▶ _Text section_:
Thursday, May 5, 2011

On Keeping IT Together

I'm generally pretty good.  Sometimes, I'm not even thinking about screaming something pertaining to fairness or the lack thereof.  But sometimes, it's especially challenging.
Why yes, I am going to tell everyone about it via the free therapy known as "blogging."
Thank you, doctor, but I think I'll pass on another.

For some reason, what should've been a 3 hr minivan ride took 5 1/2, with a driver reliving dreams of rally driving while the lady next to me was violently sick and unable to find barf bags onboard, dumping out sundry cosmetics and unmentionables from a shopping orgy and filling to overflowing or simply bursting the bags never designed to be anywhere near such usage.  When we got to town, my explanations of where to go fell short and I was kicked out half a dozen blocks from the songtau I'd need to take to get to the other end of town and unload before getting across it to a follow-up appointment at the hospital, in 15 minutes.  So I took a taxi straight to the hospital, where the nice receptionists now recognize me and the screening nurses bump my weight to the next kg or two and boost my bloodpressure to the accepted minimum.

While the infection in my upper leg and calf has been abating, the doc was concerned about my foot.  Looks like the last wreck damaged enough of the vascular system that I'll have problems with varicose veins, blood going stagnant in capillaries, and horrible circulation, all of which will be exacerbated by standing or sitting or kneeling upright, for the rest of my life.  So he gave me more meds to help beat the infection and sent me on my merry way.

▶ _Data provided_:
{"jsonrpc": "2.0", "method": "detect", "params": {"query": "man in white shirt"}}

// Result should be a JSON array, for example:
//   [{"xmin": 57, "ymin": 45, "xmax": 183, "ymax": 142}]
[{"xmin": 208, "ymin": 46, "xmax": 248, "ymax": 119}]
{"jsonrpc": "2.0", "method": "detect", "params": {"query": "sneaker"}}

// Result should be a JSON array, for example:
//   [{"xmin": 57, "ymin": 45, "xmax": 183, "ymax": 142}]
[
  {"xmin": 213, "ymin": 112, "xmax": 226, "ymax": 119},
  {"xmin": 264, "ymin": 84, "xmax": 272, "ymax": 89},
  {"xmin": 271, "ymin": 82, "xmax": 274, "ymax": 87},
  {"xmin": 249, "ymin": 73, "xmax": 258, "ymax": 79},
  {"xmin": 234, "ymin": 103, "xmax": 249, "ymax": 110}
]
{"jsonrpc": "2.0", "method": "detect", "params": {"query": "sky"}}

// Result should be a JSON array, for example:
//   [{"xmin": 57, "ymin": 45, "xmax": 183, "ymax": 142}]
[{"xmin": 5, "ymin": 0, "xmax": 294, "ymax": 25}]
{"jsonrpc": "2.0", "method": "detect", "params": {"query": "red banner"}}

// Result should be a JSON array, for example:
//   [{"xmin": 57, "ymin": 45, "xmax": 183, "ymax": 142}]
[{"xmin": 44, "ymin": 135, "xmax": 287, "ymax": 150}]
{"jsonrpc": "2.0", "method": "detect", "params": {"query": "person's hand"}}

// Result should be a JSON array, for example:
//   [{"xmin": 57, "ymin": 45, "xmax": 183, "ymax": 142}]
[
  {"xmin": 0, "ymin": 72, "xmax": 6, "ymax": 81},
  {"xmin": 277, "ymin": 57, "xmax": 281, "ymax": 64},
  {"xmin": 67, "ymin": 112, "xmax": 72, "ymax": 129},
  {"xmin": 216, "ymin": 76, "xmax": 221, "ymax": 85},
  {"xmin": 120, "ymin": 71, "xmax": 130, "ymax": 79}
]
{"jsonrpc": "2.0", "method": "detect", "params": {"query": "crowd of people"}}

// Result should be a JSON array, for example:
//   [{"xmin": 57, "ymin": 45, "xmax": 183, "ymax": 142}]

▶ _Task instructions_:
1. In the blog post, how long did the minivan ride that should have taken 3 hours actually take?
2. Write the next part of the blog post about the minivan ride and hospital visit, picking up after its last sentence.
The data has nothing to do with the blog post.

▶ _Answers by item number_:
1. 5 1/2 hours.

2.
After that, I was having challenges keeping it together.  It was hard not to scream back at the people shouting "YOUYOUYOU!" "HEYHEYHELLOHEYYOU!" and "HARRYPOTTERHARRYPOTTER!" or at least shake my fist at the ungodly number of vehicles passing and honking at me, either taxis/songtaus looking for a soft spot or people looking to get a rise out of the farang.
It was hard not kicking trees and walls and screaming a messy tirade focusing on "NOT FAIR."
It was hard not falling into a bubbling heap and screaming a messy tirade focusing on "WHAT'S IT TAKE?"

And then came a dog.  It's one of the local half-feral soi dogs, a little black thing about equivalent to a javelina in size, color, and texture, but with a collar put on presumably by the kindly souls who give it leftover rice it picks through for meaty bits before cruising the vending stalls across the main drag for leftovers or handouts.
We have a history.  I won't guess whether it dislikes farangs, backpacks, blonds, multiple-strap sandals, Wednesday afternoons or some combination thereof, but last week it found it appropriate to attack my ankles.
Soi dog: 1.  My only pair of nice cotton pants: enroute to cutoffs.

So tonight it came at me again.
I was not in a mood.
In fact, for the first time in my life, I was contemplating some seriously severe violence to an animal.
And then I saw the "owners" sitting on their front bench, staring.
But instead of calling off the dog, they start pointing and smiling and getting excited/giggly as the thing attacks my ankles, and they broke into hilarity as it connected and I let loose a rather foul couple of words when it connected with the aforementioned lifelong problem ankle.
Difficult spot: an act of reasonable violence would forever mark me in the eyes of these people and every single person who lives in or passes through this neighborhood.  But there's a dog attacking my ankles.

Plan C: one of the local boys, about right for grade 5, certainly not G6, comes roaring around the corner on his folks' old bike.  He manages to miss the farang/feral mutt in the middle of the road by slamming on the brakes and almost tipping as he skids all cattywhompus into a speedbump.  In the ensuing beat of silence, I take a couple of long steps away from the dog, and all the brown eyes turn to me.  There's another beat and all the voices behind those eyes started giving voice to the reproach therein.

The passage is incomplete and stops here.